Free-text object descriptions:
════════════════════

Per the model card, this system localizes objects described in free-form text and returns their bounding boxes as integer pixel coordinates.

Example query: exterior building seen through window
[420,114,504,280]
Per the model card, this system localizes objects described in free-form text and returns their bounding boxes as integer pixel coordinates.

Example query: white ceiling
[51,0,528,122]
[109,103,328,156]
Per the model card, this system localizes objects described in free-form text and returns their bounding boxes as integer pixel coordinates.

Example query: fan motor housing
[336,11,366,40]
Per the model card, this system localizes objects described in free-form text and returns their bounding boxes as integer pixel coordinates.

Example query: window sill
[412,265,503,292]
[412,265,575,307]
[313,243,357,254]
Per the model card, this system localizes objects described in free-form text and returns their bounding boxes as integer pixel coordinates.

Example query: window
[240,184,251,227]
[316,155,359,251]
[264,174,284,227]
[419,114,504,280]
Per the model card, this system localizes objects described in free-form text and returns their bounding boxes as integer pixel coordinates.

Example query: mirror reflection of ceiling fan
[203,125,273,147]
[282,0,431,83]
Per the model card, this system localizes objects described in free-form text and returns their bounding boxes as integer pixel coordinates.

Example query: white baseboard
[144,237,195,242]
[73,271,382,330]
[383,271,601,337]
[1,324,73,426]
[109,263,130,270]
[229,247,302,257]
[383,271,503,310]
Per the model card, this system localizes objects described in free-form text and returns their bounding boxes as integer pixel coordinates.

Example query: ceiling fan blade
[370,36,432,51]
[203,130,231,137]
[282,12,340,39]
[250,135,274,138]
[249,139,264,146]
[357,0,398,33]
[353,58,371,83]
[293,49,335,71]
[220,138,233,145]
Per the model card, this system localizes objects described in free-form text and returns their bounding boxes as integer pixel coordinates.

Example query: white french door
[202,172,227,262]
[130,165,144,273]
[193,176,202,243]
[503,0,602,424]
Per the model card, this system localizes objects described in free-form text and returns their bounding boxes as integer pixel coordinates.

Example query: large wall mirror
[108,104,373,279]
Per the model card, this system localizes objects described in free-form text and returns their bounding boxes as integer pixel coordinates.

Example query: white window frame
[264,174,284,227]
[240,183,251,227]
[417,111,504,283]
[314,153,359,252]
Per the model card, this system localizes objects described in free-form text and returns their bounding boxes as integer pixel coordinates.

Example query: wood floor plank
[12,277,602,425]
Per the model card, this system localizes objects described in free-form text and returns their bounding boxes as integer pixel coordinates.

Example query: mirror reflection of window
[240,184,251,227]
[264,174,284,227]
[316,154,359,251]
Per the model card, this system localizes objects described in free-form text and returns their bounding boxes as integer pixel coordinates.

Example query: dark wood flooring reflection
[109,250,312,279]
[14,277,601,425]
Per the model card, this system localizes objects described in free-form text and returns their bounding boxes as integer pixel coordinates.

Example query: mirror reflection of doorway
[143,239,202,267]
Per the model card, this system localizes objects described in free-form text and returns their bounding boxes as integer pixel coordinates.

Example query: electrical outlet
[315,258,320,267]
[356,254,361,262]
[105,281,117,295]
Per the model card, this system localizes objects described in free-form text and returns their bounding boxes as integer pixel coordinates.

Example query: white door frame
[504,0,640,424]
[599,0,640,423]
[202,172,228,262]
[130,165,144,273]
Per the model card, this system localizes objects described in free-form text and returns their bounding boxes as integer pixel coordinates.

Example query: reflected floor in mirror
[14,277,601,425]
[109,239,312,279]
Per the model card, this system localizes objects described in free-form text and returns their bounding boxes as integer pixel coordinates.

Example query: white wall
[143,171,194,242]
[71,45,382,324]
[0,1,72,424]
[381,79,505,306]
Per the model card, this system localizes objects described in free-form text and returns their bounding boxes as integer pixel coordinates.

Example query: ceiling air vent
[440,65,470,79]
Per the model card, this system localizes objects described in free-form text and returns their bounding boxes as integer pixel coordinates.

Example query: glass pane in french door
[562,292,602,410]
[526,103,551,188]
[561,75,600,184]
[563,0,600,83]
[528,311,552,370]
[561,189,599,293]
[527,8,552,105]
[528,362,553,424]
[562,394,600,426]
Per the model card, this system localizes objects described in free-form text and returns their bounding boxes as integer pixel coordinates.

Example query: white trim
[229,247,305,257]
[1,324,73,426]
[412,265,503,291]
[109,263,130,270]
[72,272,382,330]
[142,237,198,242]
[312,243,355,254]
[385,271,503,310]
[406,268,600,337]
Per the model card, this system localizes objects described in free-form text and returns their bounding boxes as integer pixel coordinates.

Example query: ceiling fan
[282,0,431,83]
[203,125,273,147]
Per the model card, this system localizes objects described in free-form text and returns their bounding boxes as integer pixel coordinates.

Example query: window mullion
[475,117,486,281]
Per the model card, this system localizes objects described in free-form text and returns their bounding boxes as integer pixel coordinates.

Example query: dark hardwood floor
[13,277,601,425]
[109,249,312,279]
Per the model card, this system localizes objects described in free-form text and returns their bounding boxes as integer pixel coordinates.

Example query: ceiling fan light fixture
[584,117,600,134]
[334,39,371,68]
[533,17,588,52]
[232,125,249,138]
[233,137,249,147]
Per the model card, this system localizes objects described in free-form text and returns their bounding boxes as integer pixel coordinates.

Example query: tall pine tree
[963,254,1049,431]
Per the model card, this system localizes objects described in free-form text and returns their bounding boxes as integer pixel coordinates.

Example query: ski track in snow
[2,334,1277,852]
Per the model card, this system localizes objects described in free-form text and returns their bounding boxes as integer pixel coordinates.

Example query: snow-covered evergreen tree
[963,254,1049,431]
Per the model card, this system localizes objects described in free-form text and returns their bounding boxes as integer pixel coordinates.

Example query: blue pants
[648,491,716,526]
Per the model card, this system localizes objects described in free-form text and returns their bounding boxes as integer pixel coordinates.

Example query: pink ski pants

════════════════════

Retype all of the data exactly, so that nothing differs from what is given.

Per the model card, this system localizes objects described in free-form text and returns their bounding boxes as integer pixel coordinates.

Example query: exterior building seen through window
[420,114,504,280]
Per the model card, this system localizes objects described in free-form text and returns their bounding boxes as integer pixel coordinates.

Example query: white ceiling
[51,0,528,122]
[109,103,328,156]
Per the model card, this system localizes objects described in free-form text and returns their bounding boxes as integer pixel coordinates.

Example query: fan motor housing
[336,11,366,40]
Per the model card, this system localizes objects described in free-form text and returns their bounding boxes as integer pixel coordinates.

Example query: window sill
[412,265,503,292]
[412,265,575,307]
[313,243,357,254]
Per the model card, this system localizes objects described in free-form text and returns their bounding boxes as integer pixel coordinates.

Example query: window
[240,184,251,227]
[316,155,359,251]
[264,174,284,227]
[419,114,504,280]
Per the model card, this system localizes objects described in free-form text and returns their bounding boxes as integer pixel coordinates.

Example query: mirror reflection of ceiling fan
[203,125,273,147]
[282,0,431,83]
Per the model card, this system localizes objects described in free-form text and returns their bounding boxes as integer pixel coordinates.

Example query: white baseboard
[144,237,195,242]
[73,271,382,330]
[383,271,601,337]
[1,324,73,426]
[109,263,130,270]
[229,247,302,257]
[383,271,503,310]
Per the model card, this system localizes objects described in free-form text and returns their bounding boxes as integer pixel coordinates.

Example query: ceiling fan blade
[370,36,432,51]
[203,130,231,137]
[282,12,340,39]
[250,135,274,138]
[249,139,264,146]
[357,0,398,33]
[353,58,371,83]
[293,49,335,71]
[220,138,233,145]
Per the model card, this system localizes objects described in free-form text and returns their bounding boxes as integer pixel coordinates.

Example query: white french door
[202,172,227,262]
[130,165,144,273]
[193,176,202,243]
[503,0,602,424]
Per the model card, this system localizes objects described in free-form text and returns their bounding boxes as integer pixel coordinates.

Example query: large wall mirror
[108,104,373,279]
Per the model card, this system localizes objects described in free-form text and returns their bounding boxes as integer pixel coordinates.

Example query: white window frame
[264,174,284,227]
[240,183,251,227]
[417,111,504,283]
[314,153,359,252]
Per the model card, this system localizes objects described in free-form text and returns their bounding boxes as integer pixel coordinates.

Example query: wood floor plank
[12,277,602,425]
Per the model card, this system localizes objects described in free-form text and returns their bounding boxes as integer pixel coordinates.

Example query: mirror reflection of window
[240,184,251,227]
[264,174,284,227]
[316,154,359,251]
Per the model card, this system localizes objects described in free-form text and returns their bounding boxes as integer pixel coordinates.

Example query: dark wood flooring reflection
[109,250,312,279]
[14,277,601,425]
Per the model card, this system localizes objects described in free-form text and returns their bounding boxes as integer pixel coordinates.

Example query: mirror reflection of doorway
[143,239,202,267]
Per the model card, this system localizes objects described in free-form text and returns their bounding boxes as integer pixel coordinates.

Example query: electrical outlet
[315,258,320,267]
[356,254,361,262]
[105,281,117,295]
Per the model card, this system localizes objects described in free-form text and returns their bounding boxes as integer pixel coordinates.

Example query: white door frame
[504,0,640,424]
[599,0,640,423]
[202,172,228,262]
[130,165,144,273]
Per the model card, this system localizes objects described in free-form text and returns their bounding boxes as integer pixel coordinates.

Example query: reflected floor in mirror
[14,277,601,425]
[109,239,312,279]
Per the model card, this system localizes objects described in free-form text and returns their bounding boxes as integer pixel coordinates.

Example query: white wall
[143,171,194,242]
[71,45,382,324]
[0,1,72,424]
[381,79,505,306]
Per the model card, this system localizes objects described in free-form text and returns their bounding boxes as integer pixel coordinates.

Example query: ceiling air vent
[440,65,470,79]
Per the model card, this system localizes objects described in free-form text and returns their bounding boxes as integer pixel coordinates.

Example query: glass pane in french door
[562,292,602,410]
[526,103,551,188]
[561,75,600,184]
[563,0,600,83]
[528,311,552,370]
[561,189,599,293]
[527,8,552,105]
[528,362,553,424]
[562,394,600,426]
Per the model card, this system localizes objects described in free-form text and returns their bounding boxes as integer pixel coordinates.

Example query: white trim
[229,247,305,257]
[1,324,73,426]
[412,265,503,291]
[109,263,130,270]
[72,272,382,330]
[142,237,198,242]
[312,243,355,254]
[385,271,503,310]
[406,268,600,337]
Per the model card, this system localizes objects described in free-form text and returns their bounding boxes as integer pixel coordinates.

Example query: ceiling fan
[282,0,431,83]
[203,125,273,147]
Per the model card, this system localizes objects described in free-form text and returns their bounding boxes as integer pixel coordinates.

Example query: window mullion
[475,117,486,281]
Per the model card, this system localizes objects described in free-form text and returns their bounding boxes as integer pixel coordinates.

Example query: dark hardwood floor
[13,277,601,425]
[109,249,312,279]
Per the model card, this system localizes objects described in free-form text and returns their bounding boxes as integer pixel coordinates.

Example query: ceiling fan light fixture
[584,117,600,134]
[334,39,371,68]
[533,17,588,52]
[232,125,249,138]
[233,137,249,147]
Per the model card, this system localizes objects described in free-form text and returns their bounding boxes as integer pixel coordinates.

Example query: tall pine tree
[963,254,1049,431]
Per the model card, this system localizes objects described in free-form text and returns their bounding boxes as integer pixel coordinates.

Example query: ski track in snow
[2,334,1277,852]
Per the model card, this system localizes objects described in free-form text and returns their bounding boxes as integer pixel coordinates.

Example query: snow-covered evergreen tree
[963,254,1049,431]
Per the model card, this system localizes objects described in free-form text and returns their bounding boxes as integer pixel coordinates.

Example query: blue pants
[648,491,716,526]
Per the model card, this system localizes objects described in free-form text and returns their bounding boxes as integer pixel coordinates.

Example query: pink ski pants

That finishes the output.